Task description: Everything from the line with "in black polo shirt" to the end of the data should be restated word for word, and nothing before it.

Input material:
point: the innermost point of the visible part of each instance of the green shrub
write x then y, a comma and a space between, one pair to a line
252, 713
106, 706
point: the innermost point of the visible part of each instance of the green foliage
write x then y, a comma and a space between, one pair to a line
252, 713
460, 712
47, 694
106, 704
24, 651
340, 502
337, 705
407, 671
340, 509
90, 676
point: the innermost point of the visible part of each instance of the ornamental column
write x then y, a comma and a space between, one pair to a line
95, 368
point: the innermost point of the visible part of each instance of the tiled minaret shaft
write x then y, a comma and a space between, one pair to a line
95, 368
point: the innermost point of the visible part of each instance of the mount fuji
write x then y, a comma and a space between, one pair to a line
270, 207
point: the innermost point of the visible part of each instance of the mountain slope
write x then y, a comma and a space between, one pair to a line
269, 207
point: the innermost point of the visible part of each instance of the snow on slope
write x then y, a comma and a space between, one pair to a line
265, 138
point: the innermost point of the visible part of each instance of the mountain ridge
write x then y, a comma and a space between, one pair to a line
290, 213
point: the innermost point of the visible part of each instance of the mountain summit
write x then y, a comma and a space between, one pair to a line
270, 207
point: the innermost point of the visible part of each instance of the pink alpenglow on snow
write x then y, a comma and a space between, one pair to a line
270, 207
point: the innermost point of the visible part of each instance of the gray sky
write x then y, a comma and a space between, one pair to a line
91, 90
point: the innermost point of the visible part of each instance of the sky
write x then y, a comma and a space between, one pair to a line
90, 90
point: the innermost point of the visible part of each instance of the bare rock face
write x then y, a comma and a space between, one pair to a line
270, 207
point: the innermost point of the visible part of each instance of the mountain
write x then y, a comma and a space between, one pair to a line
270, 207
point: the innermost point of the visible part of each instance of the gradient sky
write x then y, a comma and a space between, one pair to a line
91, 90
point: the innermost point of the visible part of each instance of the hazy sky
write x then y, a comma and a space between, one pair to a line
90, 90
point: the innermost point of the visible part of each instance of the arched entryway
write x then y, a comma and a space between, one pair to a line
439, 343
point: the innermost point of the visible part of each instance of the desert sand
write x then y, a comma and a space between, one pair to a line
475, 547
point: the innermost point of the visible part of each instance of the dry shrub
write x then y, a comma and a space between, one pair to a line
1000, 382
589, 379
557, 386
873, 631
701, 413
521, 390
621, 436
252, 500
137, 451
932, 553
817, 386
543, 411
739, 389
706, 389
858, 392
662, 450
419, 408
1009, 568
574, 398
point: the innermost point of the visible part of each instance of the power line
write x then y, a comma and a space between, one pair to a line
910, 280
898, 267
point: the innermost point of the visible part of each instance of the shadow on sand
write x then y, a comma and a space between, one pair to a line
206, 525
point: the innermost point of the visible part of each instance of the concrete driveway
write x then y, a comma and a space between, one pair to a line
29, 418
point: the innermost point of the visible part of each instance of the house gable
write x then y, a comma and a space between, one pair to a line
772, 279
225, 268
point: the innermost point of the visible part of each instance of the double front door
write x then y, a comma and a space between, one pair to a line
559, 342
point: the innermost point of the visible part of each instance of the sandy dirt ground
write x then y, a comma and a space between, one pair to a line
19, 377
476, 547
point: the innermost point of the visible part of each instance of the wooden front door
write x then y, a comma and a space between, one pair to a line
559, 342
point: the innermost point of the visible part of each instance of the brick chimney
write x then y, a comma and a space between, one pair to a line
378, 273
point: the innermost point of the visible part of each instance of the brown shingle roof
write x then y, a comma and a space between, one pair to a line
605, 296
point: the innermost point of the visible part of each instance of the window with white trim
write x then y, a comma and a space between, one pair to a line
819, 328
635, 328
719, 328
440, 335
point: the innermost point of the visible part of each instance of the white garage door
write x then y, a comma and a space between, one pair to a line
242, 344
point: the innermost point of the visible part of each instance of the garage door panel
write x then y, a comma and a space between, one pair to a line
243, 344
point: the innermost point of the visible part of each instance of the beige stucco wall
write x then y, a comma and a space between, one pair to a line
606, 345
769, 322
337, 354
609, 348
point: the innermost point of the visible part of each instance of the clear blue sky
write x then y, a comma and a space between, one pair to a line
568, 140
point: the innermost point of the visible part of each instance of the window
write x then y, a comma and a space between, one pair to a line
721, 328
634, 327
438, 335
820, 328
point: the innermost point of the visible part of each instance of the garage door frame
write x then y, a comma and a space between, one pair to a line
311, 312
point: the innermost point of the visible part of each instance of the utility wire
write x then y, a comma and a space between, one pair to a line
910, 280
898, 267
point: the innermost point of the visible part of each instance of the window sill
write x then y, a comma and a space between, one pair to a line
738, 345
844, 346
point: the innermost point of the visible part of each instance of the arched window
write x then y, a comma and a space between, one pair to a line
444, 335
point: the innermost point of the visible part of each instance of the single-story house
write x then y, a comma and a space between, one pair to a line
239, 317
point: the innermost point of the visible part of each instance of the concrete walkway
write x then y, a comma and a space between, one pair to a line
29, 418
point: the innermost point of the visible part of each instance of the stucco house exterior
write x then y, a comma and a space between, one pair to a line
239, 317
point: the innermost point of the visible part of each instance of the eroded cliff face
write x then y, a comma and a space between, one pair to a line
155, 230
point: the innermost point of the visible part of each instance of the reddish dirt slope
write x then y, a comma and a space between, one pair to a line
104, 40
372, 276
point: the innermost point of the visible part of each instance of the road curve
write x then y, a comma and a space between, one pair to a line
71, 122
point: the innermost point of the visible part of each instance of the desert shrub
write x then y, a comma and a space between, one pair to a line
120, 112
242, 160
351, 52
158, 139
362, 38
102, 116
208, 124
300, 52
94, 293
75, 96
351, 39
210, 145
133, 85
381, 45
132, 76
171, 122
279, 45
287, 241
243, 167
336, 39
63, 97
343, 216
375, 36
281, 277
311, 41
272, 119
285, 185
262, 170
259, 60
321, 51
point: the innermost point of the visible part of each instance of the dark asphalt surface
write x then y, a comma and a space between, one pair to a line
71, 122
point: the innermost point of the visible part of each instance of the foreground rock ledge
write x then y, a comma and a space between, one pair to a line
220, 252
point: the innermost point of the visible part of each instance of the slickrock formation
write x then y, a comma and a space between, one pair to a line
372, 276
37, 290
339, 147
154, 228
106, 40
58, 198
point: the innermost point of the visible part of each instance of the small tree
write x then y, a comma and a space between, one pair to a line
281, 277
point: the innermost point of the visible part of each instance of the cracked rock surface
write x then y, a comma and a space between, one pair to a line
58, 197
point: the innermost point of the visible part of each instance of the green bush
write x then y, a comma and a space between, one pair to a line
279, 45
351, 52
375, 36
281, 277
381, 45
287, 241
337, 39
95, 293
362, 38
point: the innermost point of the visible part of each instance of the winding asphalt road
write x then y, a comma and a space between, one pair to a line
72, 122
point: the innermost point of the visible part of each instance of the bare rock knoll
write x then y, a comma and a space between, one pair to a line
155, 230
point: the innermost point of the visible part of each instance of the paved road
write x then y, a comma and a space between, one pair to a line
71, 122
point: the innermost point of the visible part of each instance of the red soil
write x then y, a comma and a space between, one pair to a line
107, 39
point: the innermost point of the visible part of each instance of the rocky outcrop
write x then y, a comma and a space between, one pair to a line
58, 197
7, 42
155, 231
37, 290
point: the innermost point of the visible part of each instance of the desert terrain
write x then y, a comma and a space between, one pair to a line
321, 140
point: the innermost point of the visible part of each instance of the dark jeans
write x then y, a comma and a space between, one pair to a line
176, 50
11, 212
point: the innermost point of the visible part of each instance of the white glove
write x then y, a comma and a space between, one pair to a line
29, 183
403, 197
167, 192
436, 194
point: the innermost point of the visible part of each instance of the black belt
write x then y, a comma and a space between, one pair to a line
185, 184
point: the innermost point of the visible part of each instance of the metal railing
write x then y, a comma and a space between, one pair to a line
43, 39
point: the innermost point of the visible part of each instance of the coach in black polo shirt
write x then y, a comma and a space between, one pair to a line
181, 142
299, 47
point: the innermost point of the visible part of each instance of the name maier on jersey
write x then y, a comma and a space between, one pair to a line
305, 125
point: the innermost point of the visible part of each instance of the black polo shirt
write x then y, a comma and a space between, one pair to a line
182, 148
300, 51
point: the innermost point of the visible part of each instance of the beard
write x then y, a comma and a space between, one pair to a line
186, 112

Solution:
point: the innermost point of the visible part of each instance of the coach in black polo shirt
write x then y, a comma and a space between, one pair to a line
181, 142
299, 47
point: the innermost point of the visible part of each instance of the name maier on jersey
write x then y, a comma and a space between, one pair to a line
305, 125
point: the innermost point of the visible part of each instance of the black polo shirt
write x then y, a comma and a space between, one pair to a line
182, 148
300, 51
point: the innermost point of the visible part of each instance of the beard
write x then y, a comma and a space between, one pair to a line
186, 112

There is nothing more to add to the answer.